**Raw records**:

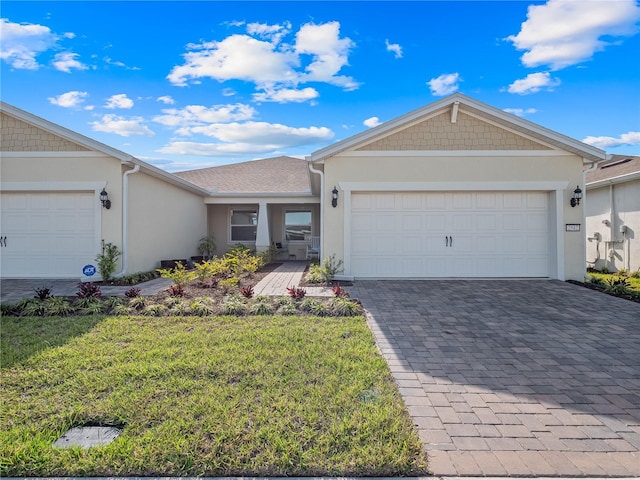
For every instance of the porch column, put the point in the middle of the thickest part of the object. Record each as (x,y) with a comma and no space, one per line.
(262,233)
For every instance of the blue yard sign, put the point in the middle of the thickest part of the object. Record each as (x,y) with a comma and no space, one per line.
(89,270)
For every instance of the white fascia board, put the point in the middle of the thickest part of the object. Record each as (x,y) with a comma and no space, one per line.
(454,153)
(94,145)
(269,198)
(614,180)
(451,186)
(424,113)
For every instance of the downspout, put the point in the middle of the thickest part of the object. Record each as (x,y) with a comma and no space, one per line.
(321,173)
(125,220)
(592,168)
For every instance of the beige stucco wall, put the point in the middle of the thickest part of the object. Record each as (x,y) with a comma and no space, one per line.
(612,249)
(218,220)
(447,169)
(18,136)
(468,133)
(42,173)
(165,222)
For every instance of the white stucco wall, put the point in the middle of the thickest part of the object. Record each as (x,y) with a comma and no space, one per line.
(611,249)
(166,222)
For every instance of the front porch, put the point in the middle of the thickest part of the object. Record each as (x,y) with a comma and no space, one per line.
(287,224)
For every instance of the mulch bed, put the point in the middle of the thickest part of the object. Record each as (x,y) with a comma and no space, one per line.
(600,288)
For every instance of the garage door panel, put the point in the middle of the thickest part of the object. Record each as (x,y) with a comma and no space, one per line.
(494,234)
(49,234)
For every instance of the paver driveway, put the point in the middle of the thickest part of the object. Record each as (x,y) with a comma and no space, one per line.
(513,377)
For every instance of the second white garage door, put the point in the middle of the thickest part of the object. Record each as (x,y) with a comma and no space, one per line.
(47,234)
(449,234)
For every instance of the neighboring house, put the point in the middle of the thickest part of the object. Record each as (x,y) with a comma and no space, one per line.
(613,214)
(454,189)
(53,221)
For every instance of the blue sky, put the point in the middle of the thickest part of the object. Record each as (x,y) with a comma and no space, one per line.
(185,85)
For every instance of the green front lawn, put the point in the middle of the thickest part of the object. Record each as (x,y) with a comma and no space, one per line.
(202,396)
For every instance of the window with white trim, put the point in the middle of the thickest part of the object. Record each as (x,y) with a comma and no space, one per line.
(244,225)
(297,225)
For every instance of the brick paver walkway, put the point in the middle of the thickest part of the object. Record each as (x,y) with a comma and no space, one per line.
(287,275)
(513,378)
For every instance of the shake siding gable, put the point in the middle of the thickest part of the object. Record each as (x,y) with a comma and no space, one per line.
(19,136)
(438,133)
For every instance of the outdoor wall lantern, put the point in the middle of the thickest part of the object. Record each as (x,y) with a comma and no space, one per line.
(577,195)
(334,197)
(104,198)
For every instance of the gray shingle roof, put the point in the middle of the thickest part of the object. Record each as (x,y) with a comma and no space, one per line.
(618,165)
(271,175)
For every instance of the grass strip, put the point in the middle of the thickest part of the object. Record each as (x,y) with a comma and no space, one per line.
(202,396)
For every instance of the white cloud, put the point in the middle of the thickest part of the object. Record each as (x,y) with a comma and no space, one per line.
(330,53)
(395,48)
(444,84)
(317,55)
(372,122)
(272,32)
(520,112)
(166,99)
(630,138)
(69,99)
(21,43)
(119,101)
(268,135)
(111,123)
(534,82)
(66,61)
(286,95)
(198,115)
(561,33)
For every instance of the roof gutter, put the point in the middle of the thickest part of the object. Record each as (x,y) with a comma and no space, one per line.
(322,222)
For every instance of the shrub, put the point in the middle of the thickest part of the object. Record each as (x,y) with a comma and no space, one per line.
(90,305)
(176,291)
(88,290)
(203,306)
(107,260)
(43,293)
(338,291)
(247,291)
(179,275)
(233,305)
(32,308)
(296,293)
(132,292)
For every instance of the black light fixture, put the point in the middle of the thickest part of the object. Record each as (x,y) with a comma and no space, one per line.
(577,195)
(334,197)
(104,198)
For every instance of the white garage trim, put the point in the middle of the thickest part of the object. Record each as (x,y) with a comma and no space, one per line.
(65,187)
(556,208)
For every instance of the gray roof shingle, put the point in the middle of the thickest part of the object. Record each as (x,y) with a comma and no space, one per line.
(618,165)
(270,175)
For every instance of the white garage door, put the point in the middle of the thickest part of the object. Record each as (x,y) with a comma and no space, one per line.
(47,234)
(450,234)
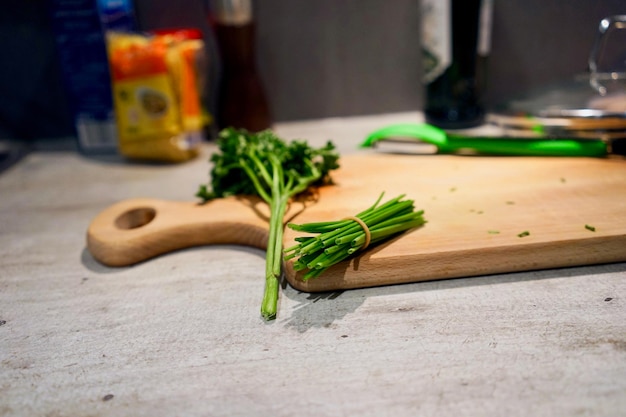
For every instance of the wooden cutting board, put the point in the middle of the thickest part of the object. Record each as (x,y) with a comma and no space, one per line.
(475,207)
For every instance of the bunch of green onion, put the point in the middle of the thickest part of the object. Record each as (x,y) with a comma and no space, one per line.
(340,239)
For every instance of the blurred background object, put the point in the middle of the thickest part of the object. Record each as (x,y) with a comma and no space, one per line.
(456,39)
(242,101)
(316,58)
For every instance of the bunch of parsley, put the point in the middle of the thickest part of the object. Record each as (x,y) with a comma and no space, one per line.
(262,164)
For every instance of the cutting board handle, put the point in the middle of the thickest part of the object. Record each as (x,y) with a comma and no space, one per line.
(135,230)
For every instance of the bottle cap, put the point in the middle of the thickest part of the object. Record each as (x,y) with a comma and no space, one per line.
(232,12)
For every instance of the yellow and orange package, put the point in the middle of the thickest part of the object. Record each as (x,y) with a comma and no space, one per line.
(156,95)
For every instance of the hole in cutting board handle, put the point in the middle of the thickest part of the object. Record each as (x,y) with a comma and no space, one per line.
(135,218)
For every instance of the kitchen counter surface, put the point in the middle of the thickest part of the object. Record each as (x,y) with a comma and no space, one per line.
(181,334)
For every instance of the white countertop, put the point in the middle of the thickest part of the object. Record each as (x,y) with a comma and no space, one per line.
(181,334)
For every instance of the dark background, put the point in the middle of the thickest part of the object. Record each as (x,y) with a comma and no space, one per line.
(321,58)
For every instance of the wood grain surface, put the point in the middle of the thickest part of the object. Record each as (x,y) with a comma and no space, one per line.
(476,210)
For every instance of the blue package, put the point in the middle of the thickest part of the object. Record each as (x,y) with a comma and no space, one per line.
(80,28)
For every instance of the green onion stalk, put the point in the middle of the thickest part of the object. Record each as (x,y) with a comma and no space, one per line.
(338,240)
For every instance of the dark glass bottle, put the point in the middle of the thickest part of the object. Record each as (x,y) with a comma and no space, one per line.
(242,102)
(454,85)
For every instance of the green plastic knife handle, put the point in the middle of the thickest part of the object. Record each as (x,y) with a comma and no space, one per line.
(510,146)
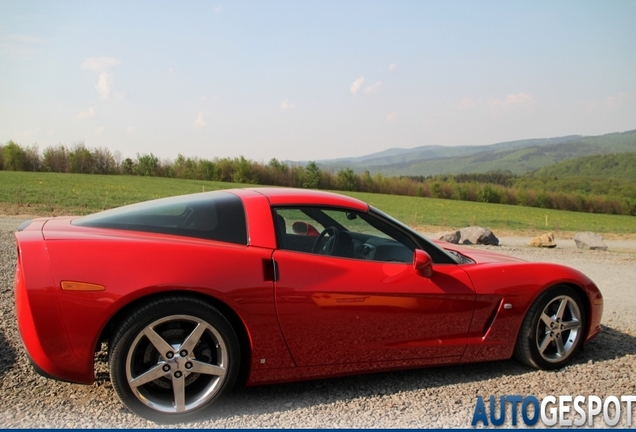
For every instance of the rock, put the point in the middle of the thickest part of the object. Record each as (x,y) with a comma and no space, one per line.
(449,236)
(478,235)
(545,240)
(589,240)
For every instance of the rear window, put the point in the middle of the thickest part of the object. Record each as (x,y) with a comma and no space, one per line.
(210,215)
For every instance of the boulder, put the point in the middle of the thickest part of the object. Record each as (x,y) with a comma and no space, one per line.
(545,240)
(589,240)
(478,235)
(449,236)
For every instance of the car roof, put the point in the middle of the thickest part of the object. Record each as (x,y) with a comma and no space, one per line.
(291,196)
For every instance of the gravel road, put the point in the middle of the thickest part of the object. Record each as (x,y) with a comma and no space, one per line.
(436,397)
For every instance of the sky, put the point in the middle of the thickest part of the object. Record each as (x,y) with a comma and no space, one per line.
(312,80)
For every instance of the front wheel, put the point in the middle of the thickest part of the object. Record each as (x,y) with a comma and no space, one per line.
(553,330)
(172,358)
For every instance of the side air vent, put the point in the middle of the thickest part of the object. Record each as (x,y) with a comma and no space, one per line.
(491,318)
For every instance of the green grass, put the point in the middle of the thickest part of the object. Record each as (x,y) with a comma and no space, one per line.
(54,194)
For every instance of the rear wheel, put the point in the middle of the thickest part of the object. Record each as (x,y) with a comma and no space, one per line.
(172,358)
(553,329)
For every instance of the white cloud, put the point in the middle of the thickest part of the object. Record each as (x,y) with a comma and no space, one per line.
(357,85)
(619,101)
(104,85)
(200,121)
(513,99)
(467,103)
(100,64)
(87,114)
(286,104)
(373,88)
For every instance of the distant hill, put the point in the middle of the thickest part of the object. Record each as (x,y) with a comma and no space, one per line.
(618,166)
(519,157)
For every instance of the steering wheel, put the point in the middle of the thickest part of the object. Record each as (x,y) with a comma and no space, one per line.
(325,247)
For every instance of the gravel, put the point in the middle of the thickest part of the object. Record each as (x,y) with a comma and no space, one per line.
(434,397)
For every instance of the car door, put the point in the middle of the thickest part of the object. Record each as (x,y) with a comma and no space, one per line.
(352,307)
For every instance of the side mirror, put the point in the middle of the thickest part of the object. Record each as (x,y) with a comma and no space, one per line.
(422,263)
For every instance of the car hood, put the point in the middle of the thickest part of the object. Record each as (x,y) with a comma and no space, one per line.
(479,255)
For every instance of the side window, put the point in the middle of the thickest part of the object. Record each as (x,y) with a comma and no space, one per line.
(340,233)
(213,216)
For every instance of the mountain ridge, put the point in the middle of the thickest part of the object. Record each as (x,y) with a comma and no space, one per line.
(519,156)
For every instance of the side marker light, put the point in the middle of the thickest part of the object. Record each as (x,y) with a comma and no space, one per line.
(81,286)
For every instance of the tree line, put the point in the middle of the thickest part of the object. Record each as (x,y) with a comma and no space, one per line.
(618,197)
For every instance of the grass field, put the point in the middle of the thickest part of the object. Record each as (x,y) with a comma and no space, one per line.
(57,194)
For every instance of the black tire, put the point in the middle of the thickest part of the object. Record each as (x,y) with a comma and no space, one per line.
(553,329)
(173,357)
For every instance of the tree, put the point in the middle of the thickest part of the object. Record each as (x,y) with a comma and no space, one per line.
(313,177)
(147,165)
(347,179)
(13,157)
(80,160)
(55,159)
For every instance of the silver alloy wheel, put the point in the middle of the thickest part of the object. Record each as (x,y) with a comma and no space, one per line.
(176,364)
(558,329)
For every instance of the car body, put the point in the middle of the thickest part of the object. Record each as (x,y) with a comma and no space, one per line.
(274,285)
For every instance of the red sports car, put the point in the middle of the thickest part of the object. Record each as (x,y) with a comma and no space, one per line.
(272,285)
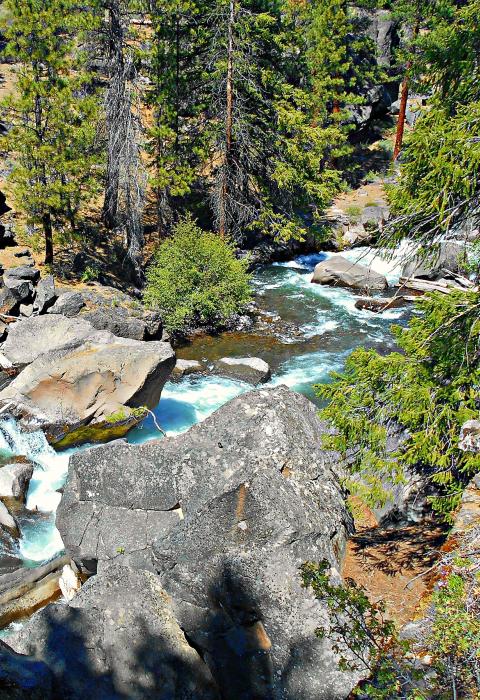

**What you have to do**:
Rewrite the records from the line containing "For every instance of the car body, put" through the end of the records, including the requests. Multiply every point coordinate in the answers by 1.6, round each to a whole number with halves going up, and leave out the pictures.

**Problem solution**:
For every instance of the car body, put the point in the middle of the thickest part of the object. Record each as (x,y) with a comma and no space, one per line.
(438,456)
For every instance of the red sports car, put the point in the middle of the thickest part of the object. Record each as (x,y) with a comma and no space, one per line.
(435,456)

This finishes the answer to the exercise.